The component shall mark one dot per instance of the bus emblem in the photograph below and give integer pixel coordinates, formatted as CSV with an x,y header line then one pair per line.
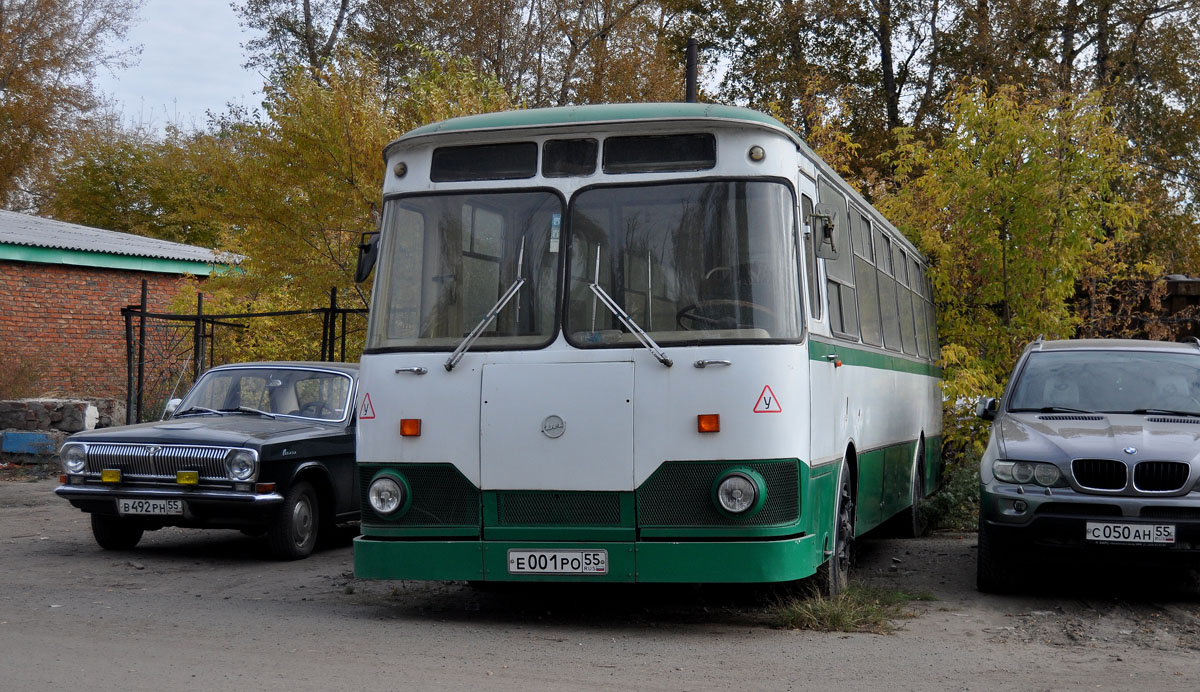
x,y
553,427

....

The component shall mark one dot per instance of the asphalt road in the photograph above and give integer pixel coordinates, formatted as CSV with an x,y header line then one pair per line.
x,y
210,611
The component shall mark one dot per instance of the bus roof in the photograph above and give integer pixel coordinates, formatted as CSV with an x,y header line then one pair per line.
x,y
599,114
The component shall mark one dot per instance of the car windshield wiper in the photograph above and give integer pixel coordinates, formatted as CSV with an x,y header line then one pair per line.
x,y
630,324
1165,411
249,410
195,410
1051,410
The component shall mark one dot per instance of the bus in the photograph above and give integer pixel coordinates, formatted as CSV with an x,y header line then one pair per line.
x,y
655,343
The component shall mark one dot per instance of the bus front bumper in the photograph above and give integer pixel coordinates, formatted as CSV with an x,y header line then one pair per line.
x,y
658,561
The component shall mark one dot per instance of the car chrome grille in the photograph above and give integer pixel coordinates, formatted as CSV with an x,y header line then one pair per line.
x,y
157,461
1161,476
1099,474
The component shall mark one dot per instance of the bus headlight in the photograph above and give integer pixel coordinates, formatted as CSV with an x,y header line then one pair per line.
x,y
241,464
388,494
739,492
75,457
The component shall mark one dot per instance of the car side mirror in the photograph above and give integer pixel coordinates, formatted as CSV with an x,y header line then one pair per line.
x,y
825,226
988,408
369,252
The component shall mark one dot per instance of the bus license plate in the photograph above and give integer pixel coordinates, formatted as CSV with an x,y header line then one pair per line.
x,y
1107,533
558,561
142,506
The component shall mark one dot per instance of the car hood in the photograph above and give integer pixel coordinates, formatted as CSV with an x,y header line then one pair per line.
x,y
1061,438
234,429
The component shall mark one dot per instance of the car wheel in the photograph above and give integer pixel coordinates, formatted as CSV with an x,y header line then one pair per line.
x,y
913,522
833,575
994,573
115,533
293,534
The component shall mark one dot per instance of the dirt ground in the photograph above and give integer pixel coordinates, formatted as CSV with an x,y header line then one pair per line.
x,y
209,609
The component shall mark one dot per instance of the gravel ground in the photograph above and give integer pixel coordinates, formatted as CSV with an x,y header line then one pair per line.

....

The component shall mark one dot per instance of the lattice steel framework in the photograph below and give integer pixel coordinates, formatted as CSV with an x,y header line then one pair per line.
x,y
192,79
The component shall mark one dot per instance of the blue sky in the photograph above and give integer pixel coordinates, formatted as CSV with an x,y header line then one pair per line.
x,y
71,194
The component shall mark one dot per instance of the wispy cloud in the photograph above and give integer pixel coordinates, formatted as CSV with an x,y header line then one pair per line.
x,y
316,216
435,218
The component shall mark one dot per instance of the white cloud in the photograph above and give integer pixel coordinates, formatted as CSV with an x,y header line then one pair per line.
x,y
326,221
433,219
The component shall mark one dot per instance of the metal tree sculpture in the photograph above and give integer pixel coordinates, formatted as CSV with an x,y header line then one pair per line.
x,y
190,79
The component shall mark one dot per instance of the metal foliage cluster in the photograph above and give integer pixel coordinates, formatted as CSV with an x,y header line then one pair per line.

....

● **INSTRUCTIONS TO FOLLOW**: Write out every line again, starting with the line with "the metal tree" and going on through the line with "the metal foliage", both ends included, and scale each x,y coordinate by 2.6 while leaving all other text unchanged. Round the scaled coordinates to whole numbers, with halves going up.

● **EXERCISE RESPONSE**:
The component shall mark one dot per instance of the metal tree sculpture in the photograph above and give integer pixel coordinates, formatted as CSV with an x,y header line then one pair per line.
x,y
494,205
The component shall mark one dot per instance of the metal foliage cluster in the photograph above and give integer pixel coordinates, formatted as CSV with an x,y header line then one pair per line.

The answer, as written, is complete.